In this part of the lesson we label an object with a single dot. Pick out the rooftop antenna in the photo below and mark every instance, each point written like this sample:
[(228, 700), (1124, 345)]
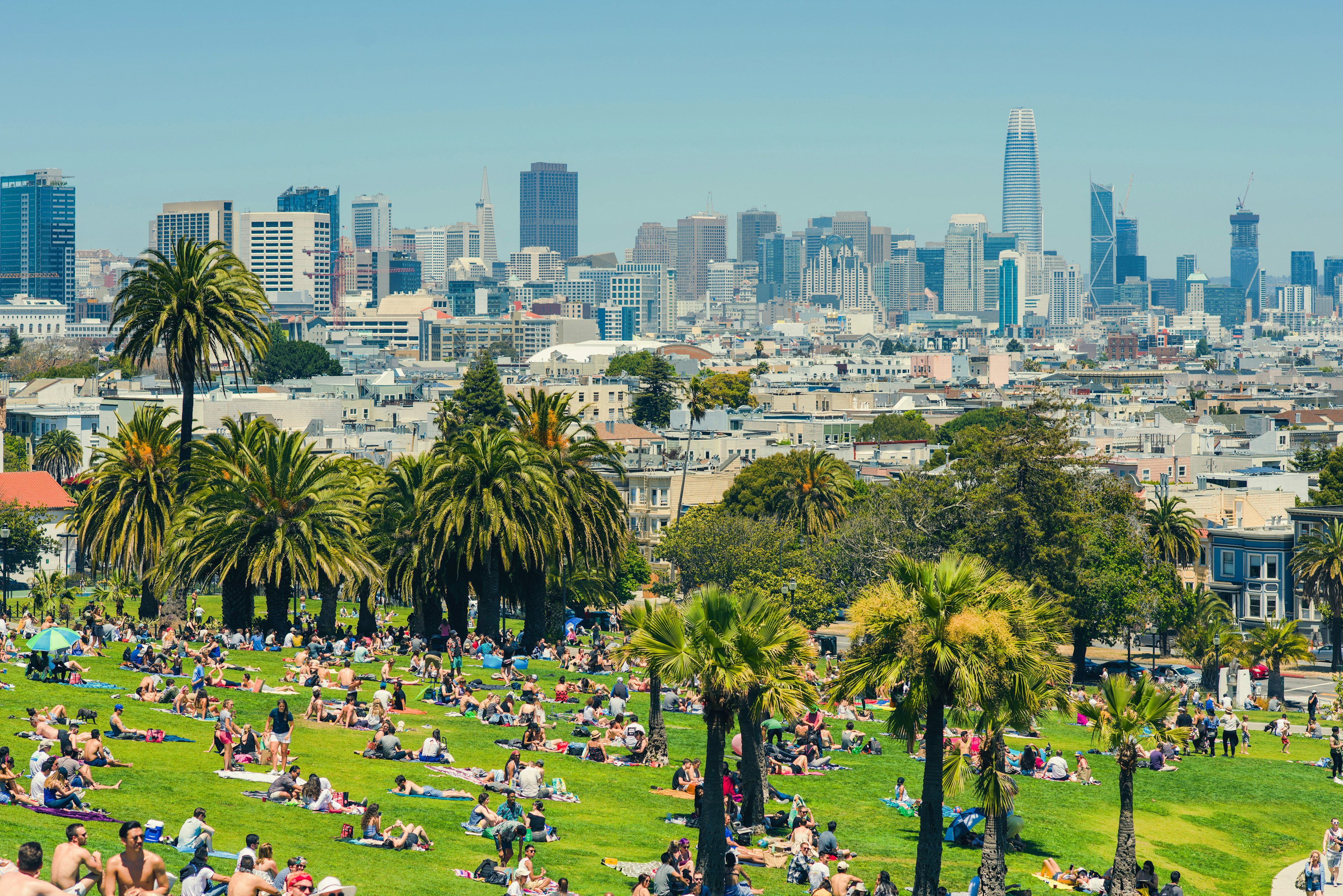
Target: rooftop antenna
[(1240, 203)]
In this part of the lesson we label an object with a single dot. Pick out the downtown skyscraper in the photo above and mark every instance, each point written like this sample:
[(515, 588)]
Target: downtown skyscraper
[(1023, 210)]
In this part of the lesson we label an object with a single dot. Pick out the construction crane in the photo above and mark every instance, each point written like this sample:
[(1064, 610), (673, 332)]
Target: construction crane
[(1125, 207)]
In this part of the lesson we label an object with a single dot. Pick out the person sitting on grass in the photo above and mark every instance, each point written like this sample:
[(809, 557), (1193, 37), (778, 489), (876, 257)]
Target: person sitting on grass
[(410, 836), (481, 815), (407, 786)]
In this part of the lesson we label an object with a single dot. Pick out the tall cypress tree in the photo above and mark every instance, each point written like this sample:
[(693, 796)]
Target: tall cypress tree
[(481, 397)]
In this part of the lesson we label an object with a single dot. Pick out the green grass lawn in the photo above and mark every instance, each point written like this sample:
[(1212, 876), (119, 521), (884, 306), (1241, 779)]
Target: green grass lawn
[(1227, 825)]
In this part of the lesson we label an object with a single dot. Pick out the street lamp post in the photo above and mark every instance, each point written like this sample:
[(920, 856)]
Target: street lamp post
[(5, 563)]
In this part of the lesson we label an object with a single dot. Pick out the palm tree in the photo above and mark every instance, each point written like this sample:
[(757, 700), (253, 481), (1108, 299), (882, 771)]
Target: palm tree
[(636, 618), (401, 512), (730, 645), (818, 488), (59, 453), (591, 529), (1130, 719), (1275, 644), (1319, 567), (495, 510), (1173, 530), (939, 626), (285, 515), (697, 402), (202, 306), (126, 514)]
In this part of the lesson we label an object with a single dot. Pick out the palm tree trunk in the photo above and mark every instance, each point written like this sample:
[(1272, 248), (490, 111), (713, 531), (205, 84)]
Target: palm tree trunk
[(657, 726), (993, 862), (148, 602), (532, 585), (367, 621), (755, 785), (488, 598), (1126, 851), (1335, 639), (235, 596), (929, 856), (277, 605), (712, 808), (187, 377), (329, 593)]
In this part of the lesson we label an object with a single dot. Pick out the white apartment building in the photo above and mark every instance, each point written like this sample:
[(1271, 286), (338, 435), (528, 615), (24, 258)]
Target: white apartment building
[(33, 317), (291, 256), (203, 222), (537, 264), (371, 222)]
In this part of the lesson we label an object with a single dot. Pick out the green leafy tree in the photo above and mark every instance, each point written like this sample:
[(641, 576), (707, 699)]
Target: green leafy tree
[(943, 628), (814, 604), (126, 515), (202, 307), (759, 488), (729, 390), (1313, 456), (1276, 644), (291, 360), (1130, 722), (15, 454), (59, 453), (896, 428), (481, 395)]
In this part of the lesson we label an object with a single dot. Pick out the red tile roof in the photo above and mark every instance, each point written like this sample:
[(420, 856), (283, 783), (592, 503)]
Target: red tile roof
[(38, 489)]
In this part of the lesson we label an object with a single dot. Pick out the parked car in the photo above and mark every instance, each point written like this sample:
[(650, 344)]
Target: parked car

■ ■ ■

### EXERCISE BRIEF
Everything in the data except the pictures must be transcribed exactly.

### ANSWER SPACE
In this part of the lesson we label an object with a single dot. Pick out the rooftop antenna in the photo below and mark every instance, each point written like this sample:
[(228, 700), (1124, 345)]
Target: rooftop antenna
[(1240, 203)]
In this part of the lesson we label an object with a single dot. Pick out the downtown skyscraper in the photo above and mark every instance, each point written like this sample:
[(515, 588)]
Target: downtown skyscraper
[(1023, 210)]
In this part of the lesson we label an object with a single dot. Pick out the construction crane in the photo above and mark every instance, each point written like this sample:
[(1064, 610), (673, 332)]
Target: construction crane
[(1125, 207)]
In this part of the lesson we label an object with a single dot. Pick out the person sitting on grass in the photo above and mark every instance, each point written like this sample:
[(809, 557), (1193, 37), (778, 489), (876, 257)]
Target: person sitting on grass
[(410, 836), (481, 815), (407, 786)]
In this part of the lesson we label an object with a single dot. Pick out the tall cypress tree in the photo above and mark every instance, each point written like this sample:
[(693, 796)]
Target: tall cypress tree
[(481, 397)]
In this part of the lesson we label an object with a single dot. Pick out the green grass lawn in the photo above and mark every instance, each point written like this sample:
[(1212, 876), (119, 521), (884, 306), (1241, 779)]
Target: green grass lawn
[(1227, 825)]
In this part of the lesson we label an object with a single dot. Pick out the street lamp post in the photo above and mark every instance, each point written like this sample:
[(920, 856)]
Target: street lamp post
[(5, 563)]
In this part of the lesson we label an object with a single dot. Pick out the palm tree in the photo above and mark every instance, each point written like this sample:
[(757, 700), (253, 481), (1108, 299), (882, 771)]
Target: palm tree
[(636, 618), (401, 512), (730, 645), (818, 488), (59, 453), (591, 529), (1130, 719), (1275, 644), (1319, 567), (495, 510), (1173, 530), (939, 626), (285, 515), (697, 402), (202, 306), (126, 514)]
In this part of the lesson we label an object with a single dot. Pick out the palm tree trunk in the photo above and mark every instance, each point written like this sample:
[(1272, 248), (490, 111), (713, 531), (205, 84)]
Target: palm tree trunk
[(657, 726), (993, 862), (148, 602), (532, 585), (367, 621), (755, 785), (488, 598), (1126, 851), (1335, 639), (235, 596), (929, 856), (277, 605), (712, 808), (187, 377), (329, 593)]
In this part of the lesson we label an object with a single dot. Pick out the white apartment building in the photo above and mark every instance, each point written like this sample:
[(1271, 286), (338, 435), (528, 615), (24, 258)]
Target: white apartment building
[(33, 317), (291, 256), (203, 222), (537, 264), (371, 222)]
In this part of the lesson we label an object with a single dot. Pick out the green leafy tree in the photo above and mark every instance, each point written like this sample:
[(641, 576), (707, 699)]
Target: green leafy tree
[(943, 628), (814, 604), (126, 515), (202, 307), (759, 488), (729, 390), (1313, 456), (1276, 644), (291, 360), (1130, 722), (15, 454), (59, 453), (896, 428), (481, 395)]
In this part of the lesson we label an object with a single dot. Pick out the red tile roof in the photo above and mark every instance, each point written like this sample:
[(420, 856), (283, 783), (592, 503)]
Target: red tile roof
[(38, 489)]
In this part of the lesson we label an object with a single dot. Pick out the parked car in the photo above and mark every instance, each point written like this sample:
[(650, 344)]
Target: parked car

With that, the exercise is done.